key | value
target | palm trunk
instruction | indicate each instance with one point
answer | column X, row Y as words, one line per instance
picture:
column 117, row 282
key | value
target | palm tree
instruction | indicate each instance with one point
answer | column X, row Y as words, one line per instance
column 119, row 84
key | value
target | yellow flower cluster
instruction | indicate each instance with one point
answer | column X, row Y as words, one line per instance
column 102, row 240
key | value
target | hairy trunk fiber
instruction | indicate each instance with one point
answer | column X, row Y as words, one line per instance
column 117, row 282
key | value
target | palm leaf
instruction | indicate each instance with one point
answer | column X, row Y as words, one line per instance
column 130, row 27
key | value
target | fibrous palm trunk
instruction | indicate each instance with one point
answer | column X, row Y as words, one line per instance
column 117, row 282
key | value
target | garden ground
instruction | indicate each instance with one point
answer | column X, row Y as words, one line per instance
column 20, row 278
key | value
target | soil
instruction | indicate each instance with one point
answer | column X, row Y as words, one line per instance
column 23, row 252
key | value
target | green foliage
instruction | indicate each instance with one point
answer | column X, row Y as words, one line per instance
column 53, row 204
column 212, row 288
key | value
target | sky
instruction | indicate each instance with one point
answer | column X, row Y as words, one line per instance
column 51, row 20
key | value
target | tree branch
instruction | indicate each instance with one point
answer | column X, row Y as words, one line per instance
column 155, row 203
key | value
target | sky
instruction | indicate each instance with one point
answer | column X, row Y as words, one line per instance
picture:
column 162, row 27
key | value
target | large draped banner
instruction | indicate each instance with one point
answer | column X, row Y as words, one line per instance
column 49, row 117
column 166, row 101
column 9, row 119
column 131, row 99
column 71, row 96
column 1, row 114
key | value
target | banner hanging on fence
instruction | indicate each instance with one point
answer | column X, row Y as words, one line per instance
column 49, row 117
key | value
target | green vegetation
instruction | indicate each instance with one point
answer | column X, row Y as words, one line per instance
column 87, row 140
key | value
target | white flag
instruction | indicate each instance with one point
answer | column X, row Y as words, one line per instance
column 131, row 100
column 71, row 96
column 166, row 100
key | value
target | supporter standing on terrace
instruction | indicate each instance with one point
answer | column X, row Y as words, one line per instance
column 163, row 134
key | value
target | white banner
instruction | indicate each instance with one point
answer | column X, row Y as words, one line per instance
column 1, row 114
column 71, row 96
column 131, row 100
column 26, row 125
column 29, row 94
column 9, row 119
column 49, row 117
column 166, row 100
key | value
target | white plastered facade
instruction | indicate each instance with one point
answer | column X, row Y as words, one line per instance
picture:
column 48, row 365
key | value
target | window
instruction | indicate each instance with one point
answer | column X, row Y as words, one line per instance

* * * *

Rewrite all the lines of the records above as a numbered list, leaving out any blank lines.

Solution to this task →
1. key | value
2. target | palm trunk
3. instruction | indicate each instance with one point
4. answer | column X, row Y as words, one line per instance
5. picture:
6. column 117, row 282
7. key | value
8. target | palm tree
9. instruction | indicate each instance with one point
10. answer | column X, row Y as words, one line per instance
11. column 119, row 84
12. key | value
13. target | yellow flower cluster
14. instruction | indicate each instance with one point
15. answer | column X, row Y as words, one line per instance
16. column 102, row 240
17. key | value
18. target | hairy trunk fiber
19. instruction | indicate each instance with one point
20. answer | column X, row Y as words, one line per instance
21. column 117, row 282
22. key | value
23. target | palm leaf
24. instruction | indicate each instance with one point
25. answer | column X, row Y as words, one line per instance
26. column 130, row 27
27. key | value
28. target | fibrous palm trunk
29. instruction | indicate each instance with one point
30. answer | column X, row Y as words, one line per instance
31. column 117, row 282
32. key | value
33. target | garden ground
34. instruction | indicate each instance with one point
35. answer | column X, row Y as words, one line per instance
36. column 20, row 278
37. key | value
38. target | soil
39. instruction | indicate each instance with one point
40. answer | column X, row Y as words, one line per instance
41. column 23, row 252
42. key | value
43. target | green foliage
44. instruction | indicate each instance with one point
45. answer | column X, row Y as words, one line per instance
46. column 53, row 204
47. column 212, row 288
48. key | value
49. target | sky
50. instruction | indicate each instance with one point
51. answer | column X, row Y as words, one line per instance
52. column 51, row 20
53. key | value
54. target | tree branch
55. instruction | indicate each instance with one point
56. answer | column X, row Y as words, one line per instance
57. column 155, row 203
58. key | value
59. target | sky
60. instruction | indicate each instance with one point
61. answer | column X, row Y as words, one line per instance
62. picture:
63. column 162, row 27
64. key | value
65. target | large draped banner
66. instruction | indicate each instance with one point
67. answer | column X, row Y as words, one line per instance
68. column 49, row 117
69. column 166, row 101
70. column 9, row 119
71. column 131, row 99
72. column 71, row 96
73. column 1, row 114
74. key | value
75. target | banner hanging on fence
76. instruction | indicate each instance with one point
77. answer | column X, row Y as words, one line per instance
78. column 49, row 117
79. key | value
80. target | green vegetation
81. instruction | indicate each instance with one point
82. answer | column X, row Y as words, one line per instance
83. column 87, row 140
84. key | value
85. target | white flag
86. instruction | indicate each instance with one point
87. answer | column X, row Y as words, one line per instance
88. column 131, row 100
89. column 71, row 96
90. column 166, row 100
91. key | value
92. target | supporter standing on terrace
93. instruction | indicate each instance with one point
94. answer | column X, row Y as words, one line per instance
95. column 163, row 134
96. key | value
97. target | white banner
98. instruction | indicate each instance with one point
99. answer | column X, row Y as words, one line per instance
100. column 1, row 114
101. column 71, row 96
102. column 131, row 100
103. column 26, row 125
104. column 29, row 94
105. column 9, row 119
106. column 49, row 117
107. column 166, row 100
108. key | value
109. target | white plastered facade
110. instruction | indicate each instance with one point
111. answer | column X, row Y as words, one line per instance
112. picture:
113. column 48, row 365
114. key | value
115. target | window
116. instruction | indicate each instance with one point
117. answer | column X, row Y as words, one line per instance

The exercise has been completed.